What is required:
Please update the data from the line with "Could you please" to the line with "Please outline every instance of the villa with red roof." by changing "outline" to "trace" and leaving everything else as it is. Omit the pictures from your answer.

Extracted data:
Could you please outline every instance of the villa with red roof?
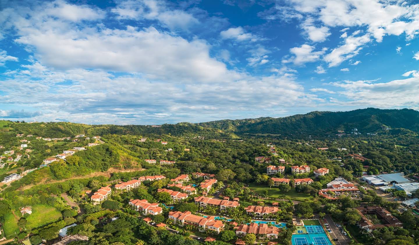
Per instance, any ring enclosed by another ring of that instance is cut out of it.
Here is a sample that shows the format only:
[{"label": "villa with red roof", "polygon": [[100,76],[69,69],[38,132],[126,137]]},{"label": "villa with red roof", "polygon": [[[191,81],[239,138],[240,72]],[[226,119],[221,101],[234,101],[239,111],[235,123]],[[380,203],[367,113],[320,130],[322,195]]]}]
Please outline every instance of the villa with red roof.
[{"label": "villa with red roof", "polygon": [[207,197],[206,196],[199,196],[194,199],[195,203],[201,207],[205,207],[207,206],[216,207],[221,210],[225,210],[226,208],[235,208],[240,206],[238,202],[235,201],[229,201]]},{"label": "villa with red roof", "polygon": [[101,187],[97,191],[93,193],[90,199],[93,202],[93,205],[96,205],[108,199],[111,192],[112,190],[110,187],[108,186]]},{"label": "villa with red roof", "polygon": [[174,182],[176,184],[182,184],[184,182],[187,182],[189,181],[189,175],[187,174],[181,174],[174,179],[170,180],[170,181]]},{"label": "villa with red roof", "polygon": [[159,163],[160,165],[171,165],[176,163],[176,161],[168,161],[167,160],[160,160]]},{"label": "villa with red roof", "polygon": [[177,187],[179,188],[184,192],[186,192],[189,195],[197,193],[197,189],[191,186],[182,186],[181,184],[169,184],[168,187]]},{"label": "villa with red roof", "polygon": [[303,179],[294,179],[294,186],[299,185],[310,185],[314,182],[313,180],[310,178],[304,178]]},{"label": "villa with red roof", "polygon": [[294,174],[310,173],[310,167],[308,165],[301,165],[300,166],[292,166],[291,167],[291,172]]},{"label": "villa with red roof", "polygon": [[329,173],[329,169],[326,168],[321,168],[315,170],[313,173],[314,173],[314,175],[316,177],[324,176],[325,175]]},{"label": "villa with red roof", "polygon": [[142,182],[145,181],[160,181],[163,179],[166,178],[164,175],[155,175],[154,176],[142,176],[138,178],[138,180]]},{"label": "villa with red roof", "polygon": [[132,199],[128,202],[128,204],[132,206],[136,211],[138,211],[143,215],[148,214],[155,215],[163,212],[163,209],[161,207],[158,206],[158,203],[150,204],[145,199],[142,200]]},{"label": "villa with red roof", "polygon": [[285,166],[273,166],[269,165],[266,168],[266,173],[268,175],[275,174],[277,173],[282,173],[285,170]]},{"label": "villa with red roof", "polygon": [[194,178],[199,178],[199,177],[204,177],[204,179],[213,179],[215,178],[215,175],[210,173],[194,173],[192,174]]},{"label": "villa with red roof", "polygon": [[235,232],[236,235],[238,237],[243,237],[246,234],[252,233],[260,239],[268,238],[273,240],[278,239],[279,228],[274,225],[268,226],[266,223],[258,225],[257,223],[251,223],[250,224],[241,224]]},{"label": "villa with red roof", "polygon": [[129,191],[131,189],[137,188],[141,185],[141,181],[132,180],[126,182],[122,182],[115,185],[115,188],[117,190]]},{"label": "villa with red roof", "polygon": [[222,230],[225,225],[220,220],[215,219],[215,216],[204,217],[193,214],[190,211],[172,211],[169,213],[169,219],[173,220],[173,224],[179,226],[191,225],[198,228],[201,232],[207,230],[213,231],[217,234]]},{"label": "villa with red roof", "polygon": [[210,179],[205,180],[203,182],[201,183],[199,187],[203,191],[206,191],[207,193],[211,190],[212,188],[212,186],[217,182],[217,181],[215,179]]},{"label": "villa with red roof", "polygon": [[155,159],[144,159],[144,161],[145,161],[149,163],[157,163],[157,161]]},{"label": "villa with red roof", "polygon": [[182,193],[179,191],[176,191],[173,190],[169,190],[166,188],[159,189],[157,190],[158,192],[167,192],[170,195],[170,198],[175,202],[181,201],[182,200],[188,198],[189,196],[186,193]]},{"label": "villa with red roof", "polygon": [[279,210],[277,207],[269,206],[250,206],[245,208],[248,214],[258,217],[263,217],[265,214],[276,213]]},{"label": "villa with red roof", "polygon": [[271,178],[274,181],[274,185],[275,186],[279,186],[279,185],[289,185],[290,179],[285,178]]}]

--

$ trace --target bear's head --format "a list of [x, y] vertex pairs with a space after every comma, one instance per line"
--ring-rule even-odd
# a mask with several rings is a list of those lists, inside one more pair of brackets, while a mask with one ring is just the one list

Exercise solution:
Could you please trace every instance of the villa with red roof?
Per instance, any ring enclosed by another ring of that instance is cut out of it.
Here is a sample that shows the format only:
[{"label": "villa with red roof", "polygon": [[100,76],[69,69],[38,132],[126,137]]},{"label": "villa with red roof", "polygon": [[[191,81],[239,138],[240,72]],[[226,119],[221,101],[234,101],[239,111],[235,123]],[[380,203],[367,113],[320,130],[322,195]]]}]
Please trace every instance of the villa with red roof.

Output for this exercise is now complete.